List every type of vaping device named in the vape-charging guide below.
[Passage shown — start]
How Do I Charge My Vape?
Charging your vapor device is one of those things that every vaper has to do. This probably isn't news to anyone with a mobile phone, laptop, or other electronic device - batteries die. It can also be a pain to have them charged all the time: tell us you've never had anxiety when your phone hits 30 percent and the night is hours from over. Sadly, such is also the life of an unprepared vaper.
In this post, we’ll look at different types of vaping devices and what it takes to keep each of them topped off and ready for a long day or a well-deserved night out.
It’s important to note that if you charge your device for too long or too often, the greater chance you’ll ultimately diminish your battery's output quicker than you normally would. There's also the rare, but non-zero chance, that a malfunctioning charge protection system could cause a fire or explosion. Let's get into how you can avoid these suboptimal situations.
Cigalikes and Vape Pens
While disposable cigalikes don’t need to be charged at all (they can just be thrown out when they stop producing vapor), reusable cigalikes and vape pens come with their own proprietary charging cables. These can be plugged into a power source with a USB port at one end and a connection that fits your device at the other to top up your vape's battery. Depending on the model and the battery capacity, expect it to take anywhere from a half-hour to two hours to fully charge.
It’s pretty easy to charge one of these devices. Just grab a wall wart with a USB output, plug one end into the connector and the other into your battery. On most device, there’s a charging light that should let you know when the device is plugged in and charging. Some more advanced devices have LED screens that highlight exactly how much charge you've reached using a numerical percentage or battery graphic.
Important advice: use a converter, or "wall wart," to plug your device directly into a power outlet, rather than using one of the USB ports on your computer. In the rare instance your device or charging cable malfunctions, the only thing at risk is a $5 outlet adaptor, rather than a computer that likely costs much, much more.
Also, if your device uses a micro-USB or other common plug, make sure you're using the manufacturer cable or another appropriate cable to charge your device. Some cell phone chargers feature "rapid charge" technology that can pump as much as 2A worth of power into the device they're connected to - this may be too much for your vape to handle. Check the specs of the cord that came with your device - if it can only transfer 500 mAh or 1A worth of power at a time, there's probably a reason. Don't exceed the manufacturer's recommended charging limits.
[Passage shown — finish]
[Dataset records — start]
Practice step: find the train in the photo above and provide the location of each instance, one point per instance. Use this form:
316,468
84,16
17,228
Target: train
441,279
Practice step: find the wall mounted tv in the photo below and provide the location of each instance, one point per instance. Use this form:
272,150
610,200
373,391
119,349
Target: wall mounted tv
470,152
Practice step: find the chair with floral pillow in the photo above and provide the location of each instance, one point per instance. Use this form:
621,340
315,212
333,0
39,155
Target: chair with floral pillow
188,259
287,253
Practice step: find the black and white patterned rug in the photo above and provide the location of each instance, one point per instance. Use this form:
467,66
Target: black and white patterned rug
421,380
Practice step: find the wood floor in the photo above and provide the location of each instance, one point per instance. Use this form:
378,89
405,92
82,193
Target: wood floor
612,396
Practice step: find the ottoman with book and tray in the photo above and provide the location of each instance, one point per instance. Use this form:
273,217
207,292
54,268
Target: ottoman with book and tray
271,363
[Dataset records — finish]
▸ **Solved problem**: Disposable cigalikes, reusable cigalikes, and vape pens.